_Given problem_. Reproduce word for word the lines of the listing that begin with the line containing "In this exercise you will find the tram track" and continue through the line containing "[(60, 70), (18, 75)]", both of those included.

Records from a point labeling set:
□ □ □ □ □ □ □

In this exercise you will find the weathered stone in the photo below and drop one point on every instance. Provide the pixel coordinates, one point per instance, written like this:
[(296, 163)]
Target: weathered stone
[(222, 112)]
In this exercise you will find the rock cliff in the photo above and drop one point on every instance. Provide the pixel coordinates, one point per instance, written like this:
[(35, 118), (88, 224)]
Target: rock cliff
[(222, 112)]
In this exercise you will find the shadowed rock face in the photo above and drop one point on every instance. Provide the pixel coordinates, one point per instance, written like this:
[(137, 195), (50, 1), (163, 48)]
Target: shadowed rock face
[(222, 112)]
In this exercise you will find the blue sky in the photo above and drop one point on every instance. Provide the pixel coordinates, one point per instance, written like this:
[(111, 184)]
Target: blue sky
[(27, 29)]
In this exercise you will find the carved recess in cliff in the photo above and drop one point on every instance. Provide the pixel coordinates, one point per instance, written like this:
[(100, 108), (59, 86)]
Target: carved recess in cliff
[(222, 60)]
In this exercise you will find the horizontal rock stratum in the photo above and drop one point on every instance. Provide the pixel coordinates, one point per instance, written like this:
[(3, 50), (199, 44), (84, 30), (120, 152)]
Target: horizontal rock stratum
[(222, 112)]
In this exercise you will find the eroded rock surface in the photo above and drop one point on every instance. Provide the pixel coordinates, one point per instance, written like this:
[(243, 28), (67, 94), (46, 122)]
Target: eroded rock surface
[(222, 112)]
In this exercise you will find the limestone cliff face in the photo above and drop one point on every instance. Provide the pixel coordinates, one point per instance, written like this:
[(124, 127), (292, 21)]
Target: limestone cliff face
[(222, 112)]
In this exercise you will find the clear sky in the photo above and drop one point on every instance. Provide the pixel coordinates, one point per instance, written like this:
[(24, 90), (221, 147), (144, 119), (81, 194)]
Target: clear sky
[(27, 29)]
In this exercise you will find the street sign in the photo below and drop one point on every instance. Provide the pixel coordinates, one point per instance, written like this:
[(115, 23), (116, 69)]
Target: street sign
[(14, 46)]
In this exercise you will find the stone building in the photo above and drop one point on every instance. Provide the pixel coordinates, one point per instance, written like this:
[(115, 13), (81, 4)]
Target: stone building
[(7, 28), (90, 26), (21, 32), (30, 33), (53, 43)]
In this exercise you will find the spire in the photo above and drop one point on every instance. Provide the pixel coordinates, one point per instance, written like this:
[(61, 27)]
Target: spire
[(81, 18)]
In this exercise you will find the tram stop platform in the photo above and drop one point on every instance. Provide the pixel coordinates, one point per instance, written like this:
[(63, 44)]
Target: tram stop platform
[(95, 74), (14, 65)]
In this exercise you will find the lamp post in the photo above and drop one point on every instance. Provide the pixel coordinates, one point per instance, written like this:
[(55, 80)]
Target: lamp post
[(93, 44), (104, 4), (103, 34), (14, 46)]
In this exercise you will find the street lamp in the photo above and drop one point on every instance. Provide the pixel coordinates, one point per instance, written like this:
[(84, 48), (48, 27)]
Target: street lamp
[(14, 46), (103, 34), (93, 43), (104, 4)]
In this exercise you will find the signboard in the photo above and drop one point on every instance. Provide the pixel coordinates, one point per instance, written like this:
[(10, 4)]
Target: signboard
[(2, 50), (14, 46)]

□ □ □ □ □ □ □

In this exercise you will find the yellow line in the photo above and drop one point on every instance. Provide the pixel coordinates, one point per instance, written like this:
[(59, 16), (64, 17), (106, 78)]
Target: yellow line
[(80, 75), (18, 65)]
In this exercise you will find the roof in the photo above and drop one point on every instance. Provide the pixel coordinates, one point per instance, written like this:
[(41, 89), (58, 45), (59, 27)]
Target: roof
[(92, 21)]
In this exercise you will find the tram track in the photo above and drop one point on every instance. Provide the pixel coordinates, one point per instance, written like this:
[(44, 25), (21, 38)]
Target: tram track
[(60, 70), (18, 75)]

□ □ □ □ □ □ □

_Result_.
In this exercise you will find the tram track in the photo above and drop one point on every instance. Provide the pixel coordinates, one point per instance, written like this:
[(44, 25), (21, 38)]
Target: tram track
[(60, 70), (18, 75)]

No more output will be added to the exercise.